> [Goal of the exercise]:
Reproduce only the lines of the material below that start at the line containing "Indicate the silver" and stop at the line containing "the wooden table". Keep both end lines.

> [Material provided]:
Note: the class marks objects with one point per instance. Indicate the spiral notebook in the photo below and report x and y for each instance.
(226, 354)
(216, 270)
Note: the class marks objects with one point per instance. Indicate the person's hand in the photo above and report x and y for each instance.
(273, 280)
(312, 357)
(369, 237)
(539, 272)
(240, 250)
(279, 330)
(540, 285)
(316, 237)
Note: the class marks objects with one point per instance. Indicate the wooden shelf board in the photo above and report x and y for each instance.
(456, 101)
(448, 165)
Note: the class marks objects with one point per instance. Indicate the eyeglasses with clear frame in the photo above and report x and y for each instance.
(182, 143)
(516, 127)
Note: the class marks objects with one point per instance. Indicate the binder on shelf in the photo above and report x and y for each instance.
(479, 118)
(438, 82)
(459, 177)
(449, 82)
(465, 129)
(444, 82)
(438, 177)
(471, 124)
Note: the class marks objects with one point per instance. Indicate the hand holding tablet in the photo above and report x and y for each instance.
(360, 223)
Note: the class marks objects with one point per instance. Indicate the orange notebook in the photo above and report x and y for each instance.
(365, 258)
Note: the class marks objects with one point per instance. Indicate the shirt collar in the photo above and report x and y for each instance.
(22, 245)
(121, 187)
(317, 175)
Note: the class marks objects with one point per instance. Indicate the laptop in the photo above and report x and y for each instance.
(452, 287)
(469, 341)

---

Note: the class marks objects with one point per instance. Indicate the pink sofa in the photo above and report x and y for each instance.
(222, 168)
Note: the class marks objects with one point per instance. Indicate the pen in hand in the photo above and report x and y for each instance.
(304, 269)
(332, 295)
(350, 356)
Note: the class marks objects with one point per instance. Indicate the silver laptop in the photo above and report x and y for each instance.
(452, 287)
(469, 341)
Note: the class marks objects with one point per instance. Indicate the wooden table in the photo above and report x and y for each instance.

* * *

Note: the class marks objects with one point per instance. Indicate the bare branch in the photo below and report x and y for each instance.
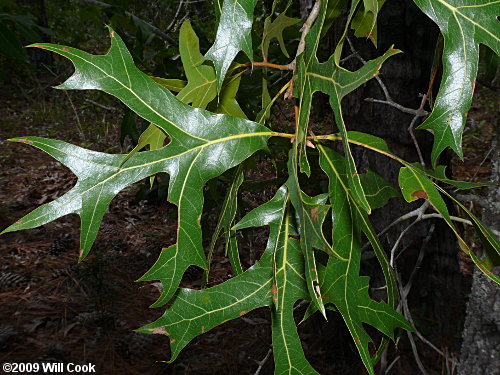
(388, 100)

> [Answer area]:
Note: the class marks objects with one point per instance. Indicate the silver laptop in the photo above and report x and y for each instance.
(452, 287)
(469, 341)
Note: the class marks objects with one point per instance. Indicate the wooden table in the photo above and report x and y for each instance.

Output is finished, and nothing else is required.